# Records to process:
* Begin *
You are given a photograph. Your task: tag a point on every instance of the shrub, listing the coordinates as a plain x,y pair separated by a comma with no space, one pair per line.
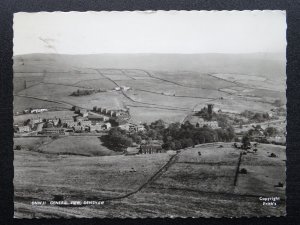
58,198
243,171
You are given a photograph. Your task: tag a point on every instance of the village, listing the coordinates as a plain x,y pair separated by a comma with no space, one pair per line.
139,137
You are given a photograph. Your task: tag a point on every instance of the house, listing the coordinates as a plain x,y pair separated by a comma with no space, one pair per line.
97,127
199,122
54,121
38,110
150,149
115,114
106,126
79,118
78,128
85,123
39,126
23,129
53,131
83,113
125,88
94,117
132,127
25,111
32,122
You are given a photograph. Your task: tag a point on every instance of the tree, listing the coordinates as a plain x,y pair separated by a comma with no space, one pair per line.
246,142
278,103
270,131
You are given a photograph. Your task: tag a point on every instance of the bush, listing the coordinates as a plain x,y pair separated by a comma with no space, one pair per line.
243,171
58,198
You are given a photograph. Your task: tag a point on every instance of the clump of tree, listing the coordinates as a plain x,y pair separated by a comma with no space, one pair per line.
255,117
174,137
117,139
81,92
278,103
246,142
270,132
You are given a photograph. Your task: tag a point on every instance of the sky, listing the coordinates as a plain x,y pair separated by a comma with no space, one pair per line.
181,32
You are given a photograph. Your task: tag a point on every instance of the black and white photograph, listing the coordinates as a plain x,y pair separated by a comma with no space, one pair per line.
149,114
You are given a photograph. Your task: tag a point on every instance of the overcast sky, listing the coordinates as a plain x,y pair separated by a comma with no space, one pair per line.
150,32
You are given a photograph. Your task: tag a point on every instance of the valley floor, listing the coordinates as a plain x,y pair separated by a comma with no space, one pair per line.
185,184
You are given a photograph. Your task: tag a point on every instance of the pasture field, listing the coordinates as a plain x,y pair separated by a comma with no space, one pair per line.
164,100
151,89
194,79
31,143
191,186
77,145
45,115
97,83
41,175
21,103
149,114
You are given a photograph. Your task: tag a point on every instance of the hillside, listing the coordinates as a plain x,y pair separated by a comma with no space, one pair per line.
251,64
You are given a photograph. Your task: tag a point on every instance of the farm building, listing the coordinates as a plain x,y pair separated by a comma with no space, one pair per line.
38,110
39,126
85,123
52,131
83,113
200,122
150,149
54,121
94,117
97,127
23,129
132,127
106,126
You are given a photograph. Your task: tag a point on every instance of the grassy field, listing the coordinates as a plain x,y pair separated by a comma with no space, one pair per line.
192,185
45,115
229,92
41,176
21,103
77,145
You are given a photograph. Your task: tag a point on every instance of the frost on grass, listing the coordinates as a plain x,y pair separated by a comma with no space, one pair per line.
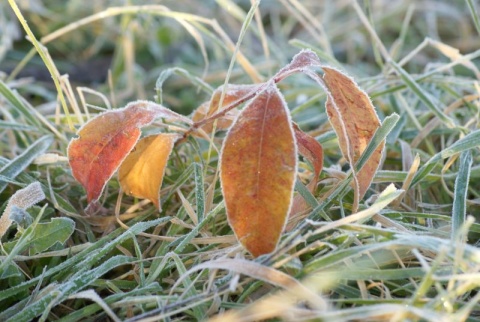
* End *
# Exercise directions:
Give the material again exactly as it is, but keep the pictures out.

# Exercise answer:
You are given a photograph. Your task: tag a point on every instance of the shrub, listing the coordinates as a plain x,y pair separated by a comma with no space, one pair per line.
58,198
243,171
You are given a photograph. Your task: tag a point on every instance of the village, listing the coordinates as a plain x,y pair separated by a comma with no space, one pair per line.
139,137
You are given a photograph. Your task: tag a point on every instance of the house, listing the coordinates as a plain x,y pair separated by a comma with no space, one pair per line.
97,127
199,122
54,121
38,110
150,149
115,114
106,126
79,118
78,128
85,123
39,126
23,129
53,131
83,113
125,88
94,117
132,127
25,111
32,122
You are given a photograph. Your task: tag a point on every instance of the tree, listing the coordinates as a plain x,y pair separated by a comma with no space, one pair per line.
246,142
278,103
270,131
You are given a photograph. Your task: tag a point on every instance of the bush, listing the coordinates as a plain x,y pair separated by a comma with no space, one pair per line.
243,171
58,198
You are given a photograph. Your task: tag a point on every instance of the clump of tree, listing the coordinates as a plain x,y pair separated by a comma with no space, one pair per line.
255,117
174,137
117,139
81,92
278,103
246,142
270,132
You are given a photograph. Your task: tag a point on every instance of the sky, listing the coordinates as a plain x,y pair separated by a comma with no space, one pair per line.
181,32
You are given a photograph. Your task: tag a point on every instance of the black and white photograph, listing the coordinates as a plain x,y pair separated by a comma with no space, one pair per line.
149,114
You are given a photograph. Your task: tag a point on every instance of the overcast sky, listing the coordinates as a plain x,y pair separated by a comma with no space, one pair per line.
150,32
You are given a photograph. Your task: tag a point on every instance of the valley floor, listing the coordinates as a plain x,y pair separated by a comma with no space, one pair per line.
185,184
You are given a photograph. Your task: tag a point on every instance of the pasture field, listing the coordinates as a plain x,y pair separated by a comma with no space, one pair per line.
164,100
151,89
194,79
31,143
191,186
77,145
45,115
97,83
41,175
21,103
149,114
You are given a photograph. Your task: tag a point on every instance of the hillside, listing the coordinates as a plain x,y pair separated by a comma with no space, one pair per line.
251,64
You are given a photograph. Your task: tag a point on every instance of the farm building, listing the coordinates as a plain x,y pair separated by a comma with no space, one pair per line.
38,110
39,126
85,123
52,131
83,113
200,122
150,149
54,121
94,117
97,127
23,129
132,127
106,126
You are given a photograph. Your task: tag a point on every instance of the grassy field, listing the coordinates as a plain x,y pair separated by a comma with no space, one pair per line.
192,185
45,115
229,92
41,176
21,103
77,145
You are given a photograph. Your task: tag a point on every instance of the frost on grass, listing the coordinates as a plain x,y pair separated by a comma with no space, one pair per line.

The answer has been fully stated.